[START ROWS]

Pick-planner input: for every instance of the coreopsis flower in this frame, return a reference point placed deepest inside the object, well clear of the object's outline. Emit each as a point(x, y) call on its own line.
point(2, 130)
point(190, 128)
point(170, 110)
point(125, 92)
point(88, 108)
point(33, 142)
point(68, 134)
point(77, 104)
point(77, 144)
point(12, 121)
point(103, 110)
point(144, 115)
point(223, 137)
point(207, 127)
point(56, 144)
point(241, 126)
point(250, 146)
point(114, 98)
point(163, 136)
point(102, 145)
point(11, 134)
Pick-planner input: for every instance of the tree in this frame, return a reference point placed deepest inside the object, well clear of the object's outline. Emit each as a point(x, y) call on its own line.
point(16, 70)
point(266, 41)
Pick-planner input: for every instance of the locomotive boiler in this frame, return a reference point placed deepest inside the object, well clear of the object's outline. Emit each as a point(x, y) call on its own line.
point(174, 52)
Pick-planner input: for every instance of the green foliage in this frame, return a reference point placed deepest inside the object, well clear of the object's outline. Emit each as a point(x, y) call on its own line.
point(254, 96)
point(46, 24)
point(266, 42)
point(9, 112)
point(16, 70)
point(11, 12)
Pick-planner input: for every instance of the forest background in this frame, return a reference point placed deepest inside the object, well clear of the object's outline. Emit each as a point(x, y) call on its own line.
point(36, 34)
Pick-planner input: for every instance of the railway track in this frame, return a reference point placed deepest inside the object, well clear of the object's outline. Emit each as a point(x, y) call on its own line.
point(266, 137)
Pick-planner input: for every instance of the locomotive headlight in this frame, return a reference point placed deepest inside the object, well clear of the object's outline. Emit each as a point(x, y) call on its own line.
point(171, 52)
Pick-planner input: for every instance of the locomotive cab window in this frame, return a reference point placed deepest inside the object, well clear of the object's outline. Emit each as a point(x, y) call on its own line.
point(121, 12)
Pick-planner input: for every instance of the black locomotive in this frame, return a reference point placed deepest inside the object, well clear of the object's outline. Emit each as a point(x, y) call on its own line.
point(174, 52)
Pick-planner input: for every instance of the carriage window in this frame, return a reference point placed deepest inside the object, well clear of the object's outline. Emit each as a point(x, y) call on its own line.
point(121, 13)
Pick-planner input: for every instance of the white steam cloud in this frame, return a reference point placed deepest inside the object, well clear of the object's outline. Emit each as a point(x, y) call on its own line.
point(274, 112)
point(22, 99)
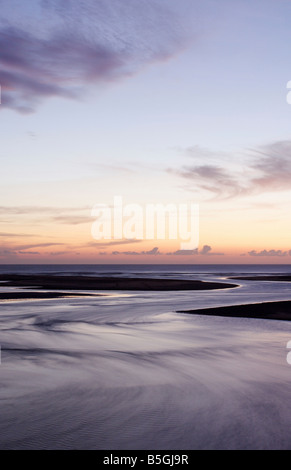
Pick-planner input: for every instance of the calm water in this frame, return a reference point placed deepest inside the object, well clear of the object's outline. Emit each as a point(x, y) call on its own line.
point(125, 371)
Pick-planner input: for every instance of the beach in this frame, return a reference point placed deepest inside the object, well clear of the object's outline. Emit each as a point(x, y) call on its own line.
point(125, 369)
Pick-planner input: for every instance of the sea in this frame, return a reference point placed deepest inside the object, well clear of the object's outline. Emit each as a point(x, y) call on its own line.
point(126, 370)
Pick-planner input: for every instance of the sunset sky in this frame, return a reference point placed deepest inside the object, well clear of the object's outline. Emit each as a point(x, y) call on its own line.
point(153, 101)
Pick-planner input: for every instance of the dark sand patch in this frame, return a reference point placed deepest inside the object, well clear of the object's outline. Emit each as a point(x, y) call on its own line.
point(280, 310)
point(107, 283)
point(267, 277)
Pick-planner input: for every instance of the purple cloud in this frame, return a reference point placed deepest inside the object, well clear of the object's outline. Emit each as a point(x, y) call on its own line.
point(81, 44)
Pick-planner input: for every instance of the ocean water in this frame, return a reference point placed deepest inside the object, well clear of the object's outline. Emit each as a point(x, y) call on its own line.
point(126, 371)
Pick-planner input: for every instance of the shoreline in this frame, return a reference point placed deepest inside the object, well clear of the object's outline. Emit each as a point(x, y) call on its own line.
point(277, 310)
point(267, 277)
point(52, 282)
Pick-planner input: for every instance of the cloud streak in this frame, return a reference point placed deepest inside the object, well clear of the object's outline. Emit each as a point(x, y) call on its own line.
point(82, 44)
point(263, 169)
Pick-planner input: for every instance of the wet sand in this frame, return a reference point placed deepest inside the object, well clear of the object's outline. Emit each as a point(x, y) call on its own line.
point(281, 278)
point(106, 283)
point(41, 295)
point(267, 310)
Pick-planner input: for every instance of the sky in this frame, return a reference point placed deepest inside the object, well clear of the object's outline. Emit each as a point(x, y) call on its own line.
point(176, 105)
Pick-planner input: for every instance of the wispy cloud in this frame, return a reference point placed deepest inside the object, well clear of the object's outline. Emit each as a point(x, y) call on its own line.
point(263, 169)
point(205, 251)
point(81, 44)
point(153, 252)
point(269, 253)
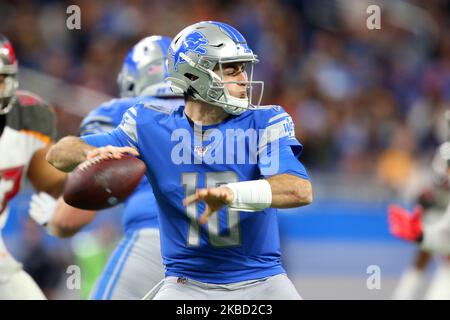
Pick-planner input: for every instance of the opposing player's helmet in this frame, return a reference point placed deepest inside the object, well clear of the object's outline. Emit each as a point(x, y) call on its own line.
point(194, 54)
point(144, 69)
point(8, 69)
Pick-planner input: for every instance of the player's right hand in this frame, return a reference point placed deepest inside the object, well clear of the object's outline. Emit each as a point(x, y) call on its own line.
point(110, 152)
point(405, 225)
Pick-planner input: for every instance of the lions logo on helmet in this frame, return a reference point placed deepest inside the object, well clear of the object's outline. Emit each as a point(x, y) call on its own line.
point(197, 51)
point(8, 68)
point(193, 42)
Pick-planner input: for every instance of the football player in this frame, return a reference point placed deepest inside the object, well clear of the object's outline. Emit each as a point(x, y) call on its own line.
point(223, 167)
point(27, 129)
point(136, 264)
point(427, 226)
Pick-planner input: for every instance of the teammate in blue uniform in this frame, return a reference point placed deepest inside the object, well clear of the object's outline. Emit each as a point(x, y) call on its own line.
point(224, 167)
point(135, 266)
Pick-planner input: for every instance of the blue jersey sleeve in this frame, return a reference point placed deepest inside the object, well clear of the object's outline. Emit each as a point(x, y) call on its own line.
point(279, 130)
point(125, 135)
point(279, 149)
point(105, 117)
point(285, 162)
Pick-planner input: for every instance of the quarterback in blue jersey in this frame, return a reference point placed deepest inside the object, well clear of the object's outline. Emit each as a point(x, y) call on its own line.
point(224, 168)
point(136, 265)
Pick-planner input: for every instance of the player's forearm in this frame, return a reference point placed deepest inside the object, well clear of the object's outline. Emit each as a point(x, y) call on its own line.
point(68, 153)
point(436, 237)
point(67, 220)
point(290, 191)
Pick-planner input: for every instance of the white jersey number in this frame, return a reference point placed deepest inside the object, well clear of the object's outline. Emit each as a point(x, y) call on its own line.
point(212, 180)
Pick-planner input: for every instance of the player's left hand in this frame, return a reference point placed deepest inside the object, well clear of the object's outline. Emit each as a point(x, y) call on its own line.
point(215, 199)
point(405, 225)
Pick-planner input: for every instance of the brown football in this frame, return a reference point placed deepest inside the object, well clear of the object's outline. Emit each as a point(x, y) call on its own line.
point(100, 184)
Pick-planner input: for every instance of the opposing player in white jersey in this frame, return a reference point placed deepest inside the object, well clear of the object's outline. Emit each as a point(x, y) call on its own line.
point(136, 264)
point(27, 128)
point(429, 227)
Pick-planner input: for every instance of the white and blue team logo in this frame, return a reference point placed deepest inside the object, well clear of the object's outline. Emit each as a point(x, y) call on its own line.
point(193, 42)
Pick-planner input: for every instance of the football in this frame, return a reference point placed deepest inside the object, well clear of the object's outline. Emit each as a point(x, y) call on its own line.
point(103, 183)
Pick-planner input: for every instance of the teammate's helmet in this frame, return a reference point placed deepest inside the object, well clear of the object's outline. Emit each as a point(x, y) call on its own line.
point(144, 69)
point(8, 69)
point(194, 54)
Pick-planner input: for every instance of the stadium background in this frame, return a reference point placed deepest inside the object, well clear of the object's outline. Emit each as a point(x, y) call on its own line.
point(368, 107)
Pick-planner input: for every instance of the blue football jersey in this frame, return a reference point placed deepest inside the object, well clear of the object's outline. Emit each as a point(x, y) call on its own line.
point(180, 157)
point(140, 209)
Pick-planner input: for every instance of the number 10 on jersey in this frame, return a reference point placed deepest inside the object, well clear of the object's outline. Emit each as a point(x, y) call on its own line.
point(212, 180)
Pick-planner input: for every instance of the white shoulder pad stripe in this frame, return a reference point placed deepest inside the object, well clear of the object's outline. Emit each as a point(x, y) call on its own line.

[END ROWS]

SET EXERCISE: Reproduce everything from the line containing "Pick-planner input: for every instance of the railway" down to the line containing "point(266, 137)" among the entries above, both of those lines included.

ANSWER FOR THIS EXERCISE:
Pick-planner input: for every instance of the railway track in this frame, return a reference point placed deepest inside the object, well clear of the object's outline. Emit each as a point(x, y) call on its own line.
point(266, 137)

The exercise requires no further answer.